YOUR OBJECTIVE> How many lines of the listing below contain the word "table"? Reply with that number alone.

DATA FOR ANALYSIS>
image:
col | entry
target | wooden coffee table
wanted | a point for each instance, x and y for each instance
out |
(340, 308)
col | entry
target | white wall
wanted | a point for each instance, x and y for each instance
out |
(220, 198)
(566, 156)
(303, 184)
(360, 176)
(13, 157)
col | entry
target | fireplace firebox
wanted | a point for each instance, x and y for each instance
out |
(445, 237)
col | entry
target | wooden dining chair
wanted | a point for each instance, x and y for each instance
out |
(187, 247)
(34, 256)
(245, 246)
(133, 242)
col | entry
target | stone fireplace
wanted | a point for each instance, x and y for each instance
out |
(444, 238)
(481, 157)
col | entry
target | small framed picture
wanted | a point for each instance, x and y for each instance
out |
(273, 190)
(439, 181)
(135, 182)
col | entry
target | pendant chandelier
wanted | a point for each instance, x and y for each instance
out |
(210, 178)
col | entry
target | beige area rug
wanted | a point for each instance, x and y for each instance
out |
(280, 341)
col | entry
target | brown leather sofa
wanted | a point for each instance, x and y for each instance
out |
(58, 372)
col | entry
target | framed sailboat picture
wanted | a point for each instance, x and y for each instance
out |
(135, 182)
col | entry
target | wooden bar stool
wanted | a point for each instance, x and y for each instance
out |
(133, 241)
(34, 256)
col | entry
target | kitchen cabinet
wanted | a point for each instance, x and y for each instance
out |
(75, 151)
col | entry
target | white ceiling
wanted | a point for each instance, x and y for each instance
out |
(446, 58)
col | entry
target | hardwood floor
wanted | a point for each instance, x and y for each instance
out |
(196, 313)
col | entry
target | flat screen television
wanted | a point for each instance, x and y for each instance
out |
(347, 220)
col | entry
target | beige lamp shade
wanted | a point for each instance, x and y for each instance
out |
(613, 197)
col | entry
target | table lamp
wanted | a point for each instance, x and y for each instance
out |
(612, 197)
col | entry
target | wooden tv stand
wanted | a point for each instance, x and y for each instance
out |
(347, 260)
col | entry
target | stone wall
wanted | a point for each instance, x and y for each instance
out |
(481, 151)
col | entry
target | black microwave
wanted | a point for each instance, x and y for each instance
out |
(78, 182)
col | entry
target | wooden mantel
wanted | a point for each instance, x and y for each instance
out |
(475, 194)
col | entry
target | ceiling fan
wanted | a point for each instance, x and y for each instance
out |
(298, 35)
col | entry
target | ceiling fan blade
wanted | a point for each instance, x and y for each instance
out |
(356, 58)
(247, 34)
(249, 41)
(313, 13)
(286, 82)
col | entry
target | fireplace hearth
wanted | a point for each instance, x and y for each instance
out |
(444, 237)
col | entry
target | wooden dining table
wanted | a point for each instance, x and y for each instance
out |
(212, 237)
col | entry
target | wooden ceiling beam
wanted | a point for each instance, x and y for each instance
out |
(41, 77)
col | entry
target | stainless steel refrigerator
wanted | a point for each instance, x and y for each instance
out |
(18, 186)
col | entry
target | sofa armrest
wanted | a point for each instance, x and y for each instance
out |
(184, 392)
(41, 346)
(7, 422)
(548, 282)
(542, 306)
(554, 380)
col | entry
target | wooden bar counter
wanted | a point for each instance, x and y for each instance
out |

EXERCISE SOLUTION> 3